- **What is needed**
Down to the last line, repeat the records exactly.
:: Records to process
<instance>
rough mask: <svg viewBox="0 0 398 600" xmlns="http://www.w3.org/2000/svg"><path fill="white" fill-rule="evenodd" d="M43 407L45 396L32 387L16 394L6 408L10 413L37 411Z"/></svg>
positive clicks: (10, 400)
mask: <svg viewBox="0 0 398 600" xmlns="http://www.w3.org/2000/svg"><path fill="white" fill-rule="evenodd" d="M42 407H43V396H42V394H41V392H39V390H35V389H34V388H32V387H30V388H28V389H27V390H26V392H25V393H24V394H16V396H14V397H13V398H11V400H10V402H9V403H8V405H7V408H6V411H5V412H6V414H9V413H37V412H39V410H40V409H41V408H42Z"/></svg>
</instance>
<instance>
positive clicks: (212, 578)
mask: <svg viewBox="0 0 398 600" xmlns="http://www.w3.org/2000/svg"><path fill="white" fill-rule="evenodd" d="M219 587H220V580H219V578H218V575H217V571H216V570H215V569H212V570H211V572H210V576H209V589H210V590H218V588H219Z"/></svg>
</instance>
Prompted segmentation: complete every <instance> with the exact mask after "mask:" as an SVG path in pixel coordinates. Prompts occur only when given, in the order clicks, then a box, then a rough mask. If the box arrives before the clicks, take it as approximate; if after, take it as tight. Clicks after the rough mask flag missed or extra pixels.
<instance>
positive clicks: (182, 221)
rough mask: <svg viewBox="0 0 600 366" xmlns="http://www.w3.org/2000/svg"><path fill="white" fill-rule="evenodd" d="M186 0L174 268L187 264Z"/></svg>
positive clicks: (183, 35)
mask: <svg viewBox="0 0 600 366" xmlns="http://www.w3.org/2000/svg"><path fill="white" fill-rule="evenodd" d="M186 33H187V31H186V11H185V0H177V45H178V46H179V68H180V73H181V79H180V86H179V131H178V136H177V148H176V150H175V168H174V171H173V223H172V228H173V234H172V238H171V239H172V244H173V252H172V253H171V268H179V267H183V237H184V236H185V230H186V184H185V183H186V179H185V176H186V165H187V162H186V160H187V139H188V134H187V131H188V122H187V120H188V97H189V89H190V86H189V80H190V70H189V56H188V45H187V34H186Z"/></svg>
::::
- **Completed exercise**
<instance>
rough mask: <svg viewBox="0 0 398 600" xmlns="http://www.w3.org/2000/svg"><path fill="white" fill-rule="evenodd" d="M43 407L45 396L32 387L16 394L6 408L10 413L37 411Z"/></svg>
positive clicks: (10, 400)
mask: <svg viewBox="0 0 398 600" xmlns="http://www.w3.org/2000/svg"><path fill="white" fill-rule="evenodd" d="M42 407H43V396H42V394H41V392H39V390H35V389H34V388H32V387H30V388H28V389H27V390H26V392H25V393H24V394H16V396H14V397H13V398H11V400H10V402H9V403H8V405H7V408H6V411H5V412H6V414H9V413H37V412H39V410H40V409H41V408H42Z"/></svg>
</instance>
<instance>
positive clicks: (212, 578)
mask: <svg viewBox="0 0 398 600" xmlns="http://www.w3.org/2000/svg"><path fill="white" fill-rule="evenodd" d="M219 587H220V580H219V578H218V575H217V571H216V570H215V569H212V570H211V572H210V576H209V589H210V590H218V588H219Z"/></svg>
</instance>
Prompted segmentation: complete every <instance> with the exact mask after "mask:" as an SVG path in pixel coordinates. Prompts occur only when given, in the order clicks, then a box, then a rough mask. If the box arrives before the clicks, take it as approximate; if after, take it as tight. Clicks after the rough mask flag missed or extra pixels.
<instance>
positive clicks: (182, 221)
rough mask: <svg viewBox="0 0 600 366" xmlns="http://www.w3.org/2000/svg"><path fill="white" fill-rule="evenodd" d="M186 0L174 268L187 264Z"/></svg>
positive clicks: (183, 35)
mask: <svg viewBox="0 0 600 366" xmlns="http://www.w3.org/2000/svg"><path fill="white" fill-rule="evenodd" d="M186 33H187V31H186V11H185V0H177V45H178V46H179V68H180V73H181V79H180V86H179V131H178V136H177V148H176V150H175V168H174V171H173V223H172V228H173V234H172V238H171V239H172V244H173V252H172V253H171V268H179V267H183V237H184V236H185V230H186V184H185V183H186V179H185V176H186V165H187V162H186V160H187V139H188V134H187V131H188V122H187V120H188V97H189V89H190V86H189V80H190V70H189V56H188V45H187V34H186Z"/></svg>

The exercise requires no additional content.